## ENTRIES SUPPLIED

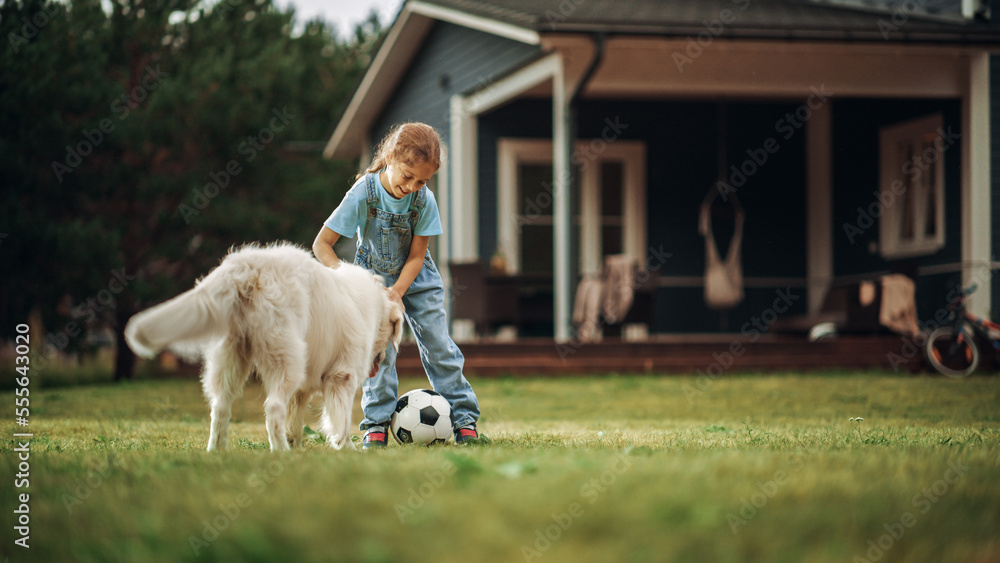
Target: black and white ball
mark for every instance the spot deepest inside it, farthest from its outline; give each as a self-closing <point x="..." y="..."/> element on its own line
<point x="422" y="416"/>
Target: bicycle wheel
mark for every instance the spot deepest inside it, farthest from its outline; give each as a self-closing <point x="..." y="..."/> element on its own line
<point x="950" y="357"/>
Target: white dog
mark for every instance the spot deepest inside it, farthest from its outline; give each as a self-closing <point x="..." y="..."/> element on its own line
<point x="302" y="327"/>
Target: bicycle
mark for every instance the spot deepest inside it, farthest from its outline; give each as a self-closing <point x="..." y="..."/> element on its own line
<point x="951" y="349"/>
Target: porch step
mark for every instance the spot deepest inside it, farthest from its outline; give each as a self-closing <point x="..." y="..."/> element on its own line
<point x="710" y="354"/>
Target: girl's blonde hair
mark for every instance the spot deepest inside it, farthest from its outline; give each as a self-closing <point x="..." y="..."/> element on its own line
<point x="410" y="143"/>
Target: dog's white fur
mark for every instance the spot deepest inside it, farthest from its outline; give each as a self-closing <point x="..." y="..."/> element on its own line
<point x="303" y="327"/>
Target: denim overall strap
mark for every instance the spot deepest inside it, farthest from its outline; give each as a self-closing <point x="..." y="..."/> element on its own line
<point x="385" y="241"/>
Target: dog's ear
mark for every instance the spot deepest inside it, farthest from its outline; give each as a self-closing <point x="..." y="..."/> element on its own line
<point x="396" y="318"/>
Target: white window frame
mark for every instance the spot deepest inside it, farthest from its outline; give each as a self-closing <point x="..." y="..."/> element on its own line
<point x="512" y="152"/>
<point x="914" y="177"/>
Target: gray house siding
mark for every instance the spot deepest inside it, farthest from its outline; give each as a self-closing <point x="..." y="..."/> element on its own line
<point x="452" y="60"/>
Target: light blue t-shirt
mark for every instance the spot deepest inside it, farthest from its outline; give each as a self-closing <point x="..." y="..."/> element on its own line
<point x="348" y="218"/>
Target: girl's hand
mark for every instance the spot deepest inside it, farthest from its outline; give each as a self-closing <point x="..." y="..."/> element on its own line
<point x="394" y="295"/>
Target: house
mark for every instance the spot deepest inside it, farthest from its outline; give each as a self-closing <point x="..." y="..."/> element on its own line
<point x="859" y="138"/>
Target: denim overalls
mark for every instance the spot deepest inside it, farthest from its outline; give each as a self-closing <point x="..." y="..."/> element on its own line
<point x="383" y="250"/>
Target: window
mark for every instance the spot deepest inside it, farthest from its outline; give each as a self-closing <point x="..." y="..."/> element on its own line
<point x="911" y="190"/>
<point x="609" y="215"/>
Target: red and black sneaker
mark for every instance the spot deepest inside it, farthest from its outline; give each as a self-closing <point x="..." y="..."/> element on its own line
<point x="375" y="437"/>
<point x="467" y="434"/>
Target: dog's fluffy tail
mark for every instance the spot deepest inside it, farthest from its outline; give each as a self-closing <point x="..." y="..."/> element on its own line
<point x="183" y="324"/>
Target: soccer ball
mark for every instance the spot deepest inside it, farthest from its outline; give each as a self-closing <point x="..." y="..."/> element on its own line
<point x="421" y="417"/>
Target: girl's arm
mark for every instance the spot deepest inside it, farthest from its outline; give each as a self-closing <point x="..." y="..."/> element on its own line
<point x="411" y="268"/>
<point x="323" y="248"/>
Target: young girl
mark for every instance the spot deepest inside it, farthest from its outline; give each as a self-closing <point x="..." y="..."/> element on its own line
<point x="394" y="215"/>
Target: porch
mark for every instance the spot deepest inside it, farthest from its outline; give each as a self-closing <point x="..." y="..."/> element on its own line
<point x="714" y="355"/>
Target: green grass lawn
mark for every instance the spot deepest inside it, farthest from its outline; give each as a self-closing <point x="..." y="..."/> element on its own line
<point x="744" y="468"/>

## EXERCISE
Write out all the entries again, word for word, and print no images.

## FINISHED TASK
Target: black and white ball
mark for every instance the spot deepest inside it, farthest from its outline; give each as a self-closing <point x="..." y="..."/> element on its own line
<point x="422" y="416"/>
Target: bicycle wheel
mark for every instance the spot deepest inside it, farthest from its outline; give each as a self-closing <point x="..." y="..."/> element on its own line
<point x="950" y="357"/>
Target: white dog
mark for every instance the spot deepest inside it, farthest from its outline; give each as a self-closing <point x="..." y="..."/> element on its own line
<point x="302" y="327"/>
Target: bicycle
mark for every instance the spot deepest inside it, farthest from its outline; give each as a self-closing <point x="..." y="..."/> element on its own line
<point x="951" y="349"/>
Target: porch step
mark for every instance the spot deepest inside it, farthest from its outline; give each as a self-closing <point x="..." y="..."/> element on its own line
<point x="710" y="354"/>
Target: girl's blonde hair
mark for every instance the spot deepest inside it, farthest from its outline; give each as a self-closing <point x="..." y="..."/> element on its own line
<point x="410" y="143"/>
Target: dog's white fur
mark for every instance the spot deepest inside it, farthest from its outline; give each as a self-closing <point x="..." y="..."/> element on its own line
<point x="303" y="327"/>
Target: denim overall strap
mark for every instance the spot deepest inside it, farthest from its outline; give each as a self-closing <point x="..." y="..."/> element on its own line
<point x="385" y="241"/>
Target: dog's ear
mark for every instance the spot deepest inside it, farthest from its outline; give each as a self-closing <point x="..." y="..."/> element on its own line
<point x="396" y="318"/>
Target: white window frame
mark for every instance the spot deepest inside it, farthest from its outline; give each as a self-closing <point x="..." y="..."/> element on its own line
<point x="512" y="152"/>
<point x="914" y="177"/>
Target: gray house siding
mark for every instance the spot deepest inside it, farthest from its outline; give each as a self-closing <point x="..." y="..."/> element on its own line
<point x="452" y="60"/>
Target: light blue t-shirt
mark for every instance the spot deepest inside it, farthest from its outline; give each as a self-closing <point x="..." y="..."/> element on its own line
<point x="348" y="218"/>
Target: girl's hand
mark for every instance the spot deepest inside it, farthest from its outline; give each as a self-closing <point x="..." y="..."/> element on its own line
<point x="394" y="295"/>
Target: house
mark for every instance the spot deepest inside it, farthest from its outline; give each as a self-closing <point x="..." y="..."/> element on its own line
<point x="859" y="138"/>
Target: denim overalls
mark for every instance the spot deepest inside it, farthest from its outline; give each as a self-closing <point x="..." y="..."/> element on its own line
<point x="383" y="250"/>
Target: window
mark for every instance the spot deepest inside it, farthest from its outline; give each as a self-closing <point x="..." y="..."/> element on its own line
<point x="911" y="190"/>
<point x="609" y="215"/>
Target: red and black sneaker
mark for every instance the spot deepest inside it, farthest from its outline; give each as a self-closing <point x="..." y="..."/> element on its own line
<point x="375" y="437"/>
<point x="467" y="434"/>
Target: dog's fluffy tail
mark for every instance the spot deepest inside it, farthest from its outline; give each as a self-closing <point x="..." y="..."/> element on its own line
<point x="183" y="324"/>
Target: soccer ball
mark for every instance the spot deepest inside it, farthest from its outline; give each as a self-closing <point x="..." y="..."/> element on its own line
<point x="421" y="417"/>
Target: girl's arm
mark for every instance the spot deepest inside it, farthest from its outline; give each as a self-closing <point x="..." y="..."/> element on its own line
<point x="411" y="268"/>
<point x="323" y="248"/>
Target: young girl
mark for every instance the spot deepest inside it, farthest from its outline; give each as a self-closing <point x="..." y="..."/> element on its own line
<point x="394" y="215"/>
Target: porch
mark for every instance the spot deepest inside it, farthest from its outline; give each as a self-closing <point x="..." y="..."/> element on its own line
<point x="714" y="355"/>
Target: green grass lawn
mark for every instance the spot deepest inside it, farthest from its outline; give each as a self-closing <point x="..." y="..."/> element on its own line
<point x="744" y="468"/>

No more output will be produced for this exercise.